** BEGIN **

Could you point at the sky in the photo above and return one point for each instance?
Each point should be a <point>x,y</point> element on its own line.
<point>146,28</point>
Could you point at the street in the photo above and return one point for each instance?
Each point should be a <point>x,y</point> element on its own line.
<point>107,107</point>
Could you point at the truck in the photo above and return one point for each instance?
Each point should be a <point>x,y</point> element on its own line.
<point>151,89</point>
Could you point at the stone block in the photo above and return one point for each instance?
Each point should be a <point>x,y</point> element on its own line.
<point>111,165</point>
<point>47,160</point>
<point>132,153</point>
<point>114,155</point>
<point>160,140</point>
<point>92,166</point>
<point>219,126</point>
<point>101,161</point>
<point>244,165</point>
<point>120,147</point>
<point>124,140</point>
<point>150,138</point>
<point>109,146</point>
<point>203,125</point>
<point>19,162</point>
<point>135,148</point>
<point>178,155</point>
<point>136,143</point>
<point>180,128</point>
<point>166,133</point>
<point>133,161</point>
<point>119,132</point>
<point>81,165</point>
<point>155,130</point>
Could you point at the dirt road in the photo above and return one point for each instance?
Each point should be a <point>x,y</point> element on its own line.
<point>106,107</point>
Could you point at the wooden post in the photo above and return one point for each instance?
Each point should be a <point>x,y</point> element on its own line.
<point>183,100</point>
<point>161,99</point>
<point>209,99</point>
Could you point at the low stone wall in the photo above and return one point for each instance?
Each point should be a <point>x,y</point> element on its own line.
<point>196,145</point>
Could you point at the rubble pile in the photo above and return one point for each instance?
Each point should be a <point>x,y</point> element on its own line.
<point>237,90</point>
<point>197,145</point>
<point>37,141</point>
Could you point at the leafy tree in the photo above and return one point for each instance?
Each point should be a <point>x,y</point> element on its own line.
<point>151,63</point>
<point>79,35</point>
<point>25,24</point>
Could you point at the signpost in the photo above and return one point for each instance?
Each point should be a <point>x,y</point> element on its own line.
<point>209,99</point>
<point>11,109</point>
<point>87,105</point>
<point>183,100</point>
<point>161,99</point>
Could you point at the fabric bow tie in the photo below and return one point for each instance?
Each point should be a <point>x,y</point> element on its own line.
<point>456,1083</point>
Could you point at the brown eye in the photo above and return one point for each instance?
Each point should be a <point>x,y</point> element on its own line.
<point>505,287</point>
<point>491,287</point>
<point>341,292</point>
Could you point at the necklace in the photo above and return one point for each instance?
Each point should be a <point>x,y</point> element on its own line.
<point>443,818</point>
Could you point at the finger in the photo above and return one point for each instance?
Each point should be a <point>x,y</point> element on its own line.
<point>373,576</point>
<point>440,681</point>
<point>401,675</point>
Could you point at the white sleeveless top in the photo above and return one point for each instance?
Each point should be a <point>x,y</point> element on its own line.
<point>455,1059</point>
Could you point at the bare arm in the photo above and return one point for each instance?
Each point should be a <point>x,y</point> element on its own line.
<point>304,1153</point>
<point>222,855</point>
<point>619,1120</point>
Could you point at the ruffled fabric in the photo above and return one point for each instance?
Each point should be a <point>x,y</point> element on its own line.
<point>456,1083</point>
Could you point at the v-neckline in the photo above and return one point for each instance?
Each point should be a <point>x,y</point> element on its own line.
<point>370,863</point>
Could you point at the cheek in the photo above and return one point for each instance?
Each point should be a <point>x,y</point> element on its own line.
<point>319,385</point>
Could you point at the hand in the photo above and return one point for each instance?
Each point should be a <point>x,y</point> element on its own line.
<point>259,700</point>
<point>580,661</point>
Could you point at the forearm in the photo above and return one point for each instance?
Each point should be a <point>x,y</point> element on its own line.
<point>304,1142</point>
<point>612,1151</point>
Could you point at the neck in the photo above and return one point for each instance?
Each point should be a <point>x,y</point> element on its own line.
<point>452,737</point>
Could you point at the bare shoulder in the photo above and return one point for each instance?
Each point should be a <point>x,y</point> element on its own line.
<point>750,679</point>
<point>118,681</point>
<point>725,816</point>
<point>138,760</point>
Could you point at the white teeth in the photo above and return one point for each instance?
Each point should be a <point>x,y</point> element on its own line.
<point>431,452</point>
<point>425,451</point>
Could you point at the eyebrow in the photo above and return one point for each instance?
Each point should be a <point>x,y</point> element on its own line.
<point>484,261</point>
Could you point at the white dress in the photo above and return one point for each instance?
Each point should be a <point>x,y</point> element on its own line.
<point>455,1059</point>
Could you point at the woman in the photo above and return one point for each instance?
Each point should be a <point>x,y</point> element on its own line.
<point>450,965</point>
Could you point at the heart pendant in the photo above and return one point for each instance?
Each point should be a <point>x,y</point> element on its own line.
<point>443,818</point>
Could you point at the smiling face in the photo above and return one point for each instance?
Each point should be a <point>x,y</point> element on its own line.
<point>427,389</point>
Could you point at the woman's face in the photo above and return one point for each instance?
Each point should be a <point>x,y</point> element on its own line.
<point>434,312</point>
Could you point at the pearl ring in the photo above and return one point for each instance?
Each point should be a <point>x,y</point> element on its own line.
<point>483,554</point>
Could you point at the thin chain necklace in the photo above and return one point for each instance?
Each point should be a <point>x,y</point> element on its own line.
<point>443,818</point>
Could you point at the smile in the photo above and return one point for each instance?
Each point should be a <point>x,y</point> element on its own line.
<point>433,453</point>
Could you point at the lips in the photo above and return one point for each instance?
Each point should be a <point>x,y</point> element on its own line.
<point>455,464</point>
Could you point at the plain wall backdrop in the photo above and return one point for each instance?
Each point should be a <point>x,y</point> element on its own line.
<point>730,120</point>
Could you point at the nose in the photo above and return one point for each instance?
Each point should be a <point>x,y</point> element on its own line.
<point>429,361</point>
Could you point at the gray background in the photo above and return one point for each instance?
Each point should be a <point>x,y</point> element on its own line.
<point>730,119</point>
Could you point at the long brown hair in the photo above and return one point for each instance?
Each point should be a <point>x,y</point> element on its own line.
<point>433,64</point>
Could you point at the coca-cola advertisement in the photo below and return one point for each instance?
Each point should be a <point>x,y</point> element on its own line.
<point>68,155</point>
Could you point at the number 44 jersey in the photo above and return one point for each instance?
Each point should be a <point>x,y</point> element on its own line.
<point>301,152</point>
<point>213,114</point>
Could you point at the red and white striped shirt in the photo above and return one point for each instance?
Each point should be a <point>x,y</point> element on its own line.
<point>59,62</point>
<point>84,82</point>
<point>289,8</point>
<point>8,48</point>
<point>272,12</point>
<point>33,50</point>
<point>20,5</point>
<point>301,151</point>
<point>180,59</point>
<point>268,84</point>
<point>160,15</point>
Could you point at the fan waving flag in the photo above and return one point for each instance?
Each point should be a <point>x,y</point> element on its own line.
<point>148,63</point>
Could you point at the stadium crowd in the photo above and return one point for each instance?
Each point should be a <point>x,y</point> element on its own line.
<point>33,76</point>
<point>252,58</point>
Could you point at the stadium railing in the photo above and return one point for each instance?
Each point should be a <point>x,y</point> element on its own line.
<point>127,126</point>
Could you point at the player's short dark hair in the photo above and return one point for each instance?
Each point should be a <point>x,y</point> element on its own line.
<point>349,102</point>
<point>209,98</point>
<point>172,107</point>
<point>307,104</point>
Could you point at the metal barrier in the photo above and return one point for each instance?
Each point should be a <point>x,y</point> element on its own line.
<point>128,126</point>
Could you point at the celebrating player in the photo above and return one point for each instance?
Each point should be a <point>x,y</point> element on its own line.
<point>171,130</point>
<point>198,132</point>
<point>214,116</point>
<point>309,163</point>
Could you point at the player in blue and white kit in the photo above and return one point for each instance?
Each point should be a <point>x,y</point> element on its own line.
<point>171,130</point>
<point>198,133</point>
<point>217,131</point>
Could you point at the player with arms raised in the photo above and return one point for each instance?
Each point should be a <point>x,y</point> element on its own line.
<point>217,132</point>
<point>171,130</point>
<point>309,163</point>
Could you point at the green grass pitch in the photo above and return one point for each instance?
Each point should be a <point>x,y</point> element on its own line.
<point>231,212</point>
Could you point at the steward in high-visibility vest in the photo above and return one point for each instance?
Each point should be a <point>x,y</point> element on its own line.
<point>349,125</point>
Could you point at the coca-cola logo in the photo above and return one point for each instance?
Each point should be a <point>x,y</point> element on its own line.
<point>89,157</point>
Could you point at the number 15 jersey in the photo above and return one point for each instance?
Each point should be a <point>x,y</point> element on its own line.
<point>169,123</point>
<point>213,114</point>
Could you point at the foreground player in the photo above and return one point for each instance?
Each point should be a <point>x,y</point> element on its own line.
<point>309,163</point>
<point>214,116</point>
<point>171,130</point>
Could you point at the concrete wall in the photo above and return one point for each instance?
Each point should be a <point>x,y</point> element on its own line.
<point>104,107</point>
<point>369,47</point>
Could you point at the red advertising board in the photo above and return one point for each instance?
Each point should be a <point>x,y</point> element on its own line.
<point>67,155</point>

** END **

### REQUIRED TASK
Exactly and only the lines from the line containing "Could you point at the concrete" through the last line of the entries should be copied, both ends included.

### SOLUTION TO THE EXERCISE
Could you point at the concrete wall in the photo above and return one point for each instance?
Each point should be a <point>x,y</point> element on its own line.
<point>104,107</point>
<point>369,47</point>
Could you point at the red advertising board in the photo above and return one point for each instance?
Each point should be a <point>x,y</point> element on its own line.
<point>67,155</point>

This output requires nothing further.